▶ REQUIRED WORK: Change "Planogram-check task" to "Point-labeling task" throughout the entries below, and leave every other part of them unchanged.

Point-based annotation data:
--- begin ---
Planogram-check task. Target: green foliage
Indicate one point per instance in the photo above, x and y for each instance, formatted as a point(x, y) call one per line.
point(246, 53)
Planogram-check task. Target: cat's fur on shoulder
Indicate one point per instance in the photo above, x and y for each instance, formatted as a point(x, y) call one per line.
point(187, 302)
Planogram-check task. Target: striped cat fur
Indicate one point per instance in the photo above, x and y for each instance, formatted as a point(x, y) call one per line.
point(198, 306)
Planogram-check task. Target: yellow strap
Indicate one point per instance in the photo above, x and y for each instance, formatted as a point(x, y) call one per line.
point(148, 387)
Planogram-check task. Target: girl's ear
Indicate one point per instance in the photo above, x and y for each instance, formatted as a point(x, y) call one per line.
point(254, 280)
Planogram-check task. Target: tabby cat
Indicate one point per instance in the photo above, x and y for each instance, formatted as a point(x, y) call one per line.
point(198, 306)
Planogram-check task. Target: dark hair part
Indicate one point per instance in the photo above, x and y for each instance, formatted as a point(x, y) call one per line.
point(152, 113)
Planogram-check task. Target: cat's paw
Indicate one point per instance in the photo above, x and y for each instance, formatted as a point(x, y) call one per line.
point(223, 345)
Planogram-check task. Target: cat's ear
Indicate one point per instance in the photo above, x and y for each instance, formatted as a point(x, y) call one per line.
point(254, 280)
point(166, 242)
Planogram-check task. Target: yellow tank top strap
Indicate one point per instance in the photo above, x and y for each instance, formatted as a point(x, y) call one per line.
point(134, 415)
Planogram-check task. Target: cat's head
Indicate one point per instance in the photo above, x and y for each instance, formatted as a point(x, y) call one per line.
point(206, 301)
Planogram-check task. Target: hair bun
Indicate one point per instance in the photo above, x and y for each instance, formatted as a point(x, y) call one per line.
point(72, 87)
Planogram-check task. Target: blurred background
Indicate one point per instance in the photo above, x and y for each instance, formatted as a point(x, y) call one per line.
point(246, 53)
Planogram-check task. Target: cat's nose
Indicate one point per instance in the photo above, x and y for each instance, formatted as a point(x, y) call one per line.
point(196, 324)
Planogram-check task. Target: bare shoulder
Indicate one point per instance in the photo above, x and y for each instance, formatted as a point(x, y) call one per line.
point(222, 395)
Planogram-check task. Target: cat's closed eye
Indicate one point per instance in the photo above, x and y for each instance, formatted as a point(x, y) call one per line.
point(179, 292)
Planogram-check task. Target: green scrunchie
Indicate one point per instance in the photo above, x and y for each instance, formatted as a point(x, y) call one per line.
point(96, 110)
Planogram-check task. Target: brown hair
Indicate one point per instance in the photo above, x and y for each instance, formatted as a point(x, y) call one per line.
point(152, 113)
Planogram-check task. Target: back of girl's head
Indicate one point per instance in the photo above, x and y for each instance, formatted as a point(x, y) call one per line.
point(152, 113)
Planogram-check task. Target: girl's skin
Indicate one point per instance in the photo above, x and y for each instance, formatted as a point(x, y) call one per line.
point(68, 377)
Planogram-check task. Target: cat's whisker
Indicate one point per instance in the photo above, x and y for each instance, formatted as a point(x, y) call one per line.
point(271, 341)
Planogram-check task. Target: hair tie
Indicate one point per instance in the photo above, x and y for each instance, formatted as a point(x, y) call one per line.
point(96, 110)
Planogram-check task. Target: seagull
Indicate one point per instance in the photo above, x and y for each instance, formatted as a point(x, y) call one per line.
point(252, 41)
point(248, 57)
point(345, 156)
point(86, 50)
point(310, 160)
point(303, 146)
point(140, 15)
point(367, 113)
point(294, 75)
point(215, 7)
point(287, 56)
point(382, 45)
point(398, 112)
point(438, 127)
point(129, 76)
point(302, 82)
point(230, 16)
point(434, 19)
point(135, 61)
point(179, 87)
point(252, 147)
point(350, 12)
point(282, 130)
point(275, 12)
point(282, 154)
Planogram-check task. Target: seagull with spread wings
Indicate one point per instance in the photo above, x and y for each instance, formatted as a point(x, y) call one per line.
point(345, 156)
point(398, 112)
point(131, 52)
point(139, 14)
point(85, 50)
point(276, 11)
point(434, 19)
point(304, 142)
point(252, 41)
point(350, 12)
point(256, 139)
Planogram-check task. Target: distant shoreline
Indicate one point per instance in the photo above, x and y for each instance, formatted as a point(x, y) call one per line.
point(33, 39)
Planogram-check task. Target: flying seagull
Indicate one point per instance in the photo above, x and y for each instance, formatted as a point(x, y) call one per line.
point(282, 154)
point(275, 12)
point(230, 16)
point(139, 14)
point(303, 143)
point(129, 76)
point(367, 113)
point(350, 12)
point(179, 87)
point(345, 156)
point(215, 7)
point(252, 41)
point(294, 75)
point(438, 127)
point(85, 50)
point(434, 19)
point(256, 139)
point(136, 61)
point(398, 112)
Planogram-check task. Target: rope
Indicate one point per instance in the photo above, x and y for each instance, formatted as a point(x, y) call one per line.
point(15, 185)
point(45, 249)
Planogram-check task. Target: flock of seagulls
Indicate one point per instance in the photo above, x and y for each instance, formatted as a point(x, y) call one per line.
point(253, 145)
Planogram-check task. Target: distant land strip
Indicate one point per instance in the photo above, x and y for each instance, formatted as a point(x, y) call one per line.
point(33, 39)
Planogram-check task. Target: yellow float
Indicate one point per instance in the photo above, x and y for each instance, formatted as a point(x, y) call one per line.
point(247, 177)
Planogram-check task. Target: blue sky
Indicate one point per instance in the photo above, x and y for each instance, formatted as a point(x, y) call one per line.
--- end ---
▶ COMPLETED EXERCISE:
Point-labeling task. Target: green foliage
Indicate one point per instance in the photo above, x and y for each instance, formatted as a point(x, y) call one per line.
point(246, 53)
Point-labeling task. Target: cat's fur on shoulder
Indicate one point per instance in the photo above, x and y for each instance, formatted as a point(x, y) call one per line.
point(187, 302)
Point-labeling task. Target: striped cat fur
Indicate one point per instance in the photo above, x and y for each instance, formatted as a point(x, y) call one per line.
point(198, 306)
Point-labeling task. Target: yellow strap
Indicate one point per instance in the photo above, x and y for each instance, formatted as a point(x, y) call one per line.
point(148, 387)
Point-labeling task. Target: girl's ear
Indicate one point per instance in the photo above, x and y for each instance, formatted as a point(x, y) call one per line.
point(254, 280)
Point-labeling task. Target: tabby cat
Indicate one point per instance in the photo above, x and y for each instance, formatted as a point(x, y) call one per line.
point(198, 306)
Point-labeling task. Target: dark hair part
Indicate one point per instance in the photo above, x and y for each instance, formatted as a point(x, y) call one per line.
point(152, 113)
Point-labeling task. Target: cat's paw
Indicate one point per instance in the photo above, x and y for each instance, formatted as a point(x, y) call one per line.
point(223, 345)
Point-labeling task. Target: cat's ear
Indicate one point per instance in the photo above, x and y for each instance, formatted as a point(x, y) call one per line.
point(254, 280)
point(166, 242)
Point-labeling task. Target: yellow tank top strap
Indicate one point per instance in the photo above, x and y for each instance, formatted as a point(x, y) call one per line.
point(134, 415)
Point-labeling task. Target: cat's head
Indicate one point per instance in the photo above, x and y for each instance, formatted as a point(x, y) call one per line.
point(206, 301)
Point-labeling task. Target: hair bun
Indicate one point per instance in the photo above, x and y for each instance, formatted as a point(x, y) call one per line.
point(72, 87)
Point-labeling task. Target: blurred background
Indicate one point per instance in the photo above, x and y for each instance, formatted as a point(x, y) call one per line.
point(246, 53)
Point-labeling task. Target: cat's nose
Indicate one point per instance in the photo above, x and y for each instance, formatted as a point(x, y) call one per line.
point(196, 324)
Point-labeling task. Target: bare shoulder
Indicate one point per instance in the photo above, x and y for each instance, formatted as a point(x, y) call one per line.
point(222, 395)
Point-labeling task. Target: cat's closed eye
Indicate one point per instance in the photo above, x and y for each instance, formatted as a point(x, y) call one per line.
point(179, 292)
Point-labeling task. Target: green scrunchie
Indicate one point per instance in the photo above, x and y for each instance, formatted as a point(x, y) call one per line.
point(96, 110)
Point-labeling task. Target: brown hair
Indicate one point per instance in the photo above, x and y for each instance, formatted as a point(x, y) call one per line.
point(152, 113)
Point-labeling task. Target: back of girl's head
Indicate one point per instance in the photo above, x and y for each instance, formatted as a point(x, y) call one per line.
point(152, 113)
Point-labeling task. Target: girl's skin
Indicate one point per instance in the photo above, x and y for each instance, formatted as a point(x, y) call one per line.
point(68, 377)
Point-labeling task. Target: cat's whisker
Indicate one point per instance in the photo above, x and y for each instance, formatted as a point(x, y) call one per line.
point(271, 341)
Point-labeling task. Target: hair tie
Indicate one point per instance in the photo above, x and y for each instance, formatted as a point(x, y) call one per line.
point(96, 110)
Point-labeling task. Target: seagull
Indicate one point per instance in the photo above, x and y for each instance, formatted as a point(x, y) call one per line.
point(252, 41)
point(248, 57)
point(345, 156)
point(86, 50)
point(310, 160)
point(303, 146)
point(140, 15)
point(367, 113)
point(294, 75)
point(215, 7)
point(287, 56)
point(382, 45)
point(398, 112)
point(438, 127)
point(129, 76)
point(302, 82)
point(230, 16)
point(434, 19)
point(135, 61)
point(179, 87)
point(252, 147)
point(350, 12)
point(282, 130)
point(275, 12)
point(282, 154)
Point-labeling task. Target: seagull with spread wings
Indicate one point per instance in the photo above, x and y for each instance, formatted as a point(x, y) call one per line.
point(345, 156)
point(398, 112)
point(131, 52)
point(139, 14)
point(85, 50)
point(276, 11)
point(434, 19)
point(304, 142)
point(252, 41)
point(350, 12)
point(256, 139)
Point-labeling task. Target: distant shoreline
Indicate one point per instance in the photo above, x and y for each instance, formatted as a point(x, y) call one per line.
point(33, 39)
Point-labeling task. Target: flying seagull
Indicate one point per instance in the photo above, x and y for each instance, formatted as a point(x, y) call one per line.
point(282, 154)
point(275, 12)
point(230, 16)
point(139, 14)
point(303, 143)
point(129, 76)
point(367, 113)
point(350, 12)
point(179, 87)
point(345, 156)
point(215, 7)
point(252, 41)
point(294, 75)
point(438, 127)
point(85, 50)
point(434, 19)
point(256, 139)
point(136, 61)
point(398, 112)
Point-labeling task. Target: rope
Indicate one point per instance in the photo above, x and y for each instance, formatted as a point(x, y) call one per line.
point(15, 185)
point(45, 249)
Point-labeling task. Target: flock of seagulls
Indicate one point per instance in the photo above, x and y for each instance, formatted as a point(x, y) call one per line.
point(253, 145)
Point-labeling task. Target: distant land strip
Indicate one point per instance in the photo above, x and y for each instance, formatted as a point(x, y) call one per line.
point(33, 39)
Point-labeling task. Target: yellow float
Indicate one point per instance in the photo above, x and y for each instance, formatted as a point(x, y) call one per line.
point(247, 177)
Point-labeling task. Target: blue sky
Indicate one point per instance in the photo above, x and y for each instance, formatted as a point(x, y) call one per line.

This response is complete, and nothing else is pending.